> _Material provided_
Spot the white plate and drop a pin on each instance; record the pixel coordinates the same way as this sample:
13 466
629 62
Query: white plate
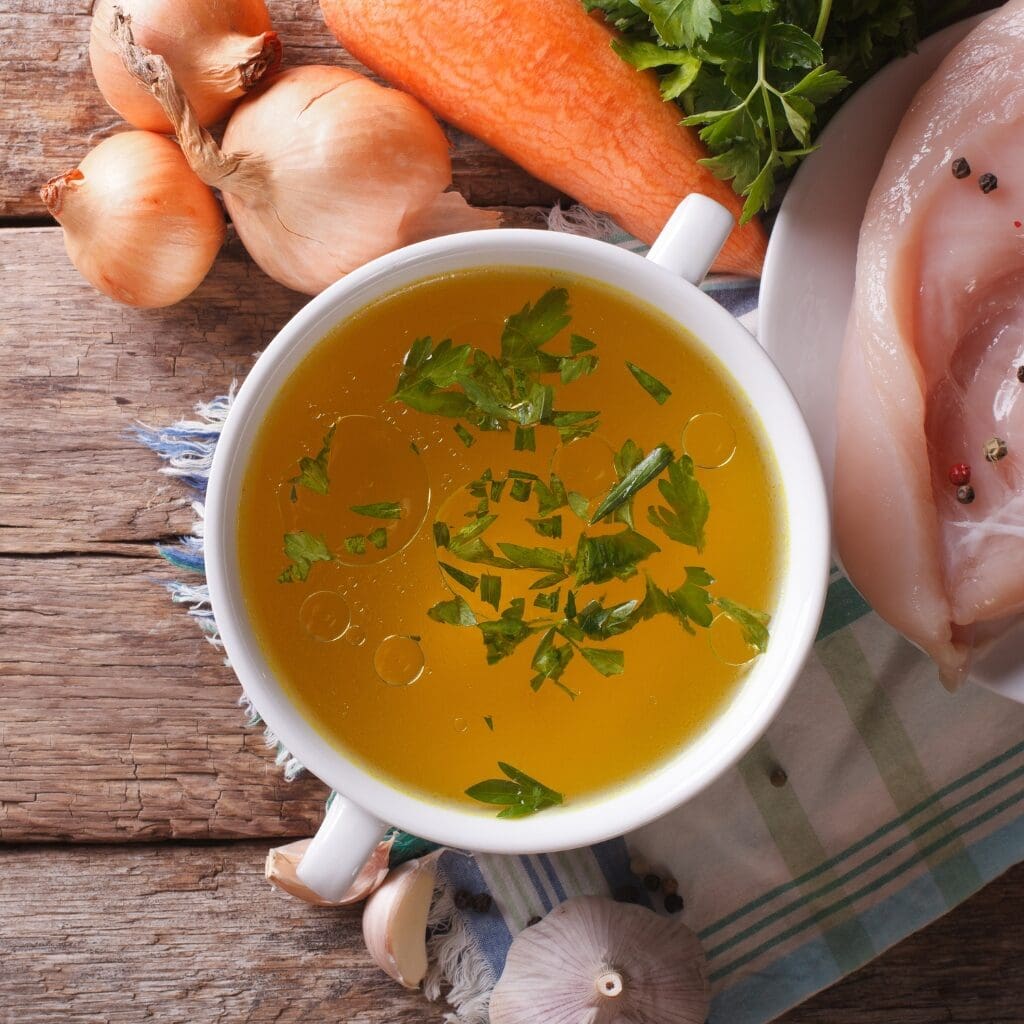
807 286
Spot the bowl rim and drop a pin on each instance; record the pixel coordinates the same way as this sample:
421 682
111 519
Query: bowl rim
802 586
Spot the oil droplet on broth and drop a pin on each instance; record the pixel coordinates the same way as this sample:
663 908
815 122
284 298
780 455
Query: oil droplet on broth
325 615
586 465
398 660
355 635
710 440
727 642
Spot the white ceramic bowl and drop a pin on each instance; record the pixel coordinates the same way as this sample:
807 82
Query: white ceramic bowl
356 818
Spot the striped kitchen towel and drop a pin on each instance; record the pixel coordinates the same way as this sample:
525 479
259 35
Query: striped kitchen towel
875 803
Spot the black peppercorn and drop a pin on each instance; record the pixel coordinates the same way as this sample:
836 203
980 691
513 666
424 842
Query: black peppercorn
962 168
627 894
674 902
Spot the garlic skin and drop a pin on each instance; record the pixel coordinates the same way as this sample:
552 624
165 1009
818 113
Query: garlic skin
592 961
217 49
283 861
394 921
138 224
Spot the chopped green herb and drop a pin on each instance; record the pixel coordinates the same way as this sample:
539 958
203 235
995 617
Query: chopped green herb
650 384
312 472
454 612
379 510
355 545
548 527
466 580
302 549
635 479
608 663
613 556
579 504
525 439
520 491
684 520
491 590
753 624
518 794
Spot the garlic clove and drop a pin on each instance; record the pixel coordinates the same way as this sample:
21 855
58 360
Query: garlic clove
593 961
394 921
283 862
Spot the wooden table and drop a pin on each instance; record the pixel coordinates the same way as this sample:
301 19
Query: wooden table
135 811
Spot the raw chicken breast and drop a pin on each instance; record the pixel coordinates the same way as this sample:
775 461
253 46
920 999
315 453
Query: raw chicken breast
930 361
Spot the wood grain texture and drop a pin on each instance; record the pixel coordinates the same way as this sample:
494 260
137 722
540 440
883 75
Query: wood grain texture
54 114
192 934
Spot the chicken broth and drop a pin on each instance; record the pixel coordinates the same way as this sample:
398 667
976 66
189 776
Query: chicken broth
516 567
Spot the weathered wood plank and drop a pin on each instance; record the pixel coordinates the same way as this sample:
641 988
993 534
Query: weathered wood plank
76 372
53 113
119 722
193 933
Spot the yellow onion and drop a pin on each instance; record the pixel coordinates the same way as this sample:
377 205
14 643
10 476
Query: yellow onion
217 49
322 170
138 224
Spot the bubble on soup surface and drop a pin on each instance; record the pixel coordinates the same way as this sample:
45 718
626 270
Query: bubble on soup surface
727 642
398 660
586 465
325 615
710 440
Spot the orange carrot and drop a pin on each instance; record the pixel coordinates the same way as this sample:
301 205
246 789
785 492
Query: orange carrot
539 81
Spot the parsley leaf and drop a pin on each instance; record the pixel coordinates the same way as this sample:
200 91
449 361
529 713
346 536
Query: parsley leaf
688 506
302 549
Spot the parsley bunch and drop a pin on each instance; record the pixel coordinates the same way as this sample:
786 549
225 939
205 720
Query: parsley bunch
758 76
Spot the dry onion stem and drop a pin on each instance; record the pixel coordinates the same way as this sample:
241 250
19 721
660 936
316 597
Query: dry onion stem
322 170
138 224
217 49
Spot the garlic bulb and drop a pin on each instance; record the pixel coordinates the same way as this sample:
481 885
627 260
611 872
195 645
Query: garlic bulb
283 861
322 170
138 224
217 49
593 961
394 921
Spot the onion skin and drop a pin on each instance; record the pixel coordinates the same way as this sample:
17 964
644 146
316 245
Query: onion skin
217 51
138 224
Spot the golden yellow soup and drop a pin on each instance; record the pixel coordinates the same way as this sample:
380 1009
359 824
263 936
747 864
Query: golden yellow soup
552 543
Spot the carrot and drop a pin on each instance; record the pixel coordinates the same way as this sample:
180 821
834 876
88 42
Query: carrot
539 81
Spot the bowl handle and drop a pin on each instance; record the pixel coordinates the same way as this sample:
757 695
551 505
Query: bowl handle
692 238
343 843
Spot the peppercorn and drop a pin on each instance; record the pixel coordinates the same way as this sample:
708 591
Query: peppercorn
627 894
994 449
962 168
960 473
639 866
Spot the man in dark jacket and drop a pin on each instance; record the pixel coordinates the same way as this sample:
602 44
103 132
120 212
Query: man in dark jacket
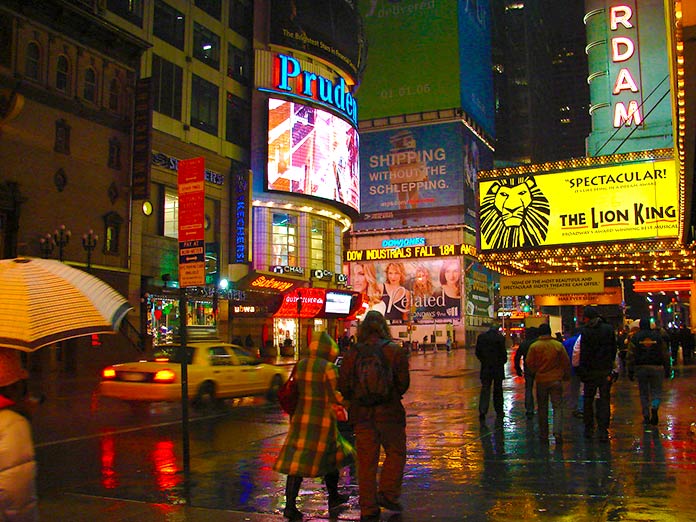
649 360
530 335
490 350
597 355
378 426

> _Task goal_
Once the pictures are set aside, restate the remaining data above exactly.

> _Written answer_
Spot the white plate and drop a pin on each instance; record the pixel coordinates the same way as this sample:
13 466
629 62
Query: white plate
807 286
Spot the bowl rim and drop a pin on each instance; record the pixel coordinates the same way as this sample:
421 682
111 519
Query: bowl rim
802 586
Spot the oil droplet on broth and drop a pin on each instance; record the pixel coordinates the same way as this sample:
663 908
815 122
284 298
780 455
Query: oil droplet on broth
325 615
586 465
398 660
355 635
710 440
727 642
Spot the white ceramic bowl and drop a pin on each instance; record the pixel coordinates the same way as this sample:
807 82
Query: white ceramic bowl
356 818
Spot the striped kitchen towel and drop a pin on each instance; record the pixel coordinates the same way as this sample:
525 479
259 35
Query: striped kitchen towel
875 803
Spot the black peppercorn and drop a pin on each instance; record the pixel coordinates the same way as this sample:
836 203
980 691
513 666
424 842
Query: black peppercorn
962 168
627 894
674 902
Spot the garlic skin and drop a pin on each instance; record the pixel coordinates the same way as this sample:
552 624
165 1009
818 113
Query: garlic skin
592 961
217 49
283 861
394 921
138 224
Spot the chopped green herb and drop a pin on each instance; record the pixel coordinates the same way as this sample:
539 958
203 235
995 617
Query: chopped green herb
650 384
312 472
454 612
379 510
355 545
548 527
466 580
302 549
635 479
608 663
613 556
579 504
525 439
520 491
684 520
491 590
753 624
518 794
Spot the garlic clove and drop a pin on each instance; record the pixel coordinates the same way as this sample:
21 855
58 360
Query: garlic clove
593 961
394 921
283 862
Spot the wooden table and drop a pin on each instance; record the pixel coordinates the same way as this sample:
301 19
Query: wooden table
135 811
Spot the raw chicken breast and drop a pin on each instance; record the pixel coordinates the same way as this sample:
775 461
253 46
920 999
315 453
Query: raw chicken breast
930 361
Spot the wood grain texture and drop a pin on each instance; record the pixel coordinates the same way as this sample:
494 260
137 722
540 440
883 75
Query: wood grain texture
54 114
192 934
Spot the chicken broth and drop a pin on each instance; record the pixel coordinates the same way as this sample:
398 667
976 66
189 776
Query: chicken broth
516 567
Spot the weathered wood plank and drop a pin on each instance; record the pixel coordinates the same way as this sample:
641 988
993 534
Query: weathered wood plank
76 372
53 113
119 722
193 933
Spot the yellow onion and drop a pin on each instance; record the pixel coordinates the same way as this sample:
377 205
14 643
10 476
Query: yellow onion
217 49
322 170
138 224
Spot the bubble on soup surface and drop a pin on each instance; record the pixel coordinates the same way as this sample:
45 718
626 270
Query: bubble on soup surface
727 642
398 660
586 465
325 615
710 440
Spot the orange carrot and drop a pin on each instance; record the pixel coordinates the same way as this sample:
301 205
246 789
785 492
Query: orange carrot
539 81
Spot the parsley leaf and drop a pin on each instance; record the pixel coordinates the same way as this sample:
200 91
449 361
529 713
346 536
Query: parsley leaf
688 506
302 549
Spot the parsley bunch and drop a pin on each instance; record the pixel coordinates the same way as this sample:
786 549
225 939
205 720
Query: parsley bunch
758 76
Spot the dry onion stem and drop a pin on each instance; record the pixel coordinates the same way as this sample:
241 250
19 721
660 936
316 597
Query: dry onion stem
322 170
138 224
217 49
Spot the garlic bulb and drop a pin on each instance; record the pixel coordinates the same way as this sample:
481 885
627 260
611 872
195 645
Query: garlic bulb
283 861
322 170
138 224
217 49
593 961
394 921
Spot the onion skin and drop a pin on each instance; record the pixel coordinates the same way as this sample:
17 964
644 146
316 245
Query: onion skin
217 51
138 224
Spot the golden yellow soup and drop a pin on each instance; record the pixel coordinates the same way as this sample:
380 1009
359 824
263 936
747 864
Query: golden yellow soup
552 543
Spot the carrot and drop a pin on each instance; record the pixel coordinates the same way as this sample:
180 821
834 876
88 42
Query: carrot
539 81
Spot the bowl handle and drop a pin on each instance; record the pixel coordinates the same way as this sample:
757 695
551 505
Query: bowl handle
692 238
343 843
Spot the peppercorn and drop a pin on each instance; record the pixel coordinates the same way as this sample:
708 591
Query: peppercorn
627 894
994 449
962 168
960 473
639 866
Spot the man in dark jacket and drop a pin on each instance; record the pixel coordinates the same way as this sample:
602 44
103 132
120 212
Query: man in dark jacket
649 360
530 335
490 350
597 355
378 426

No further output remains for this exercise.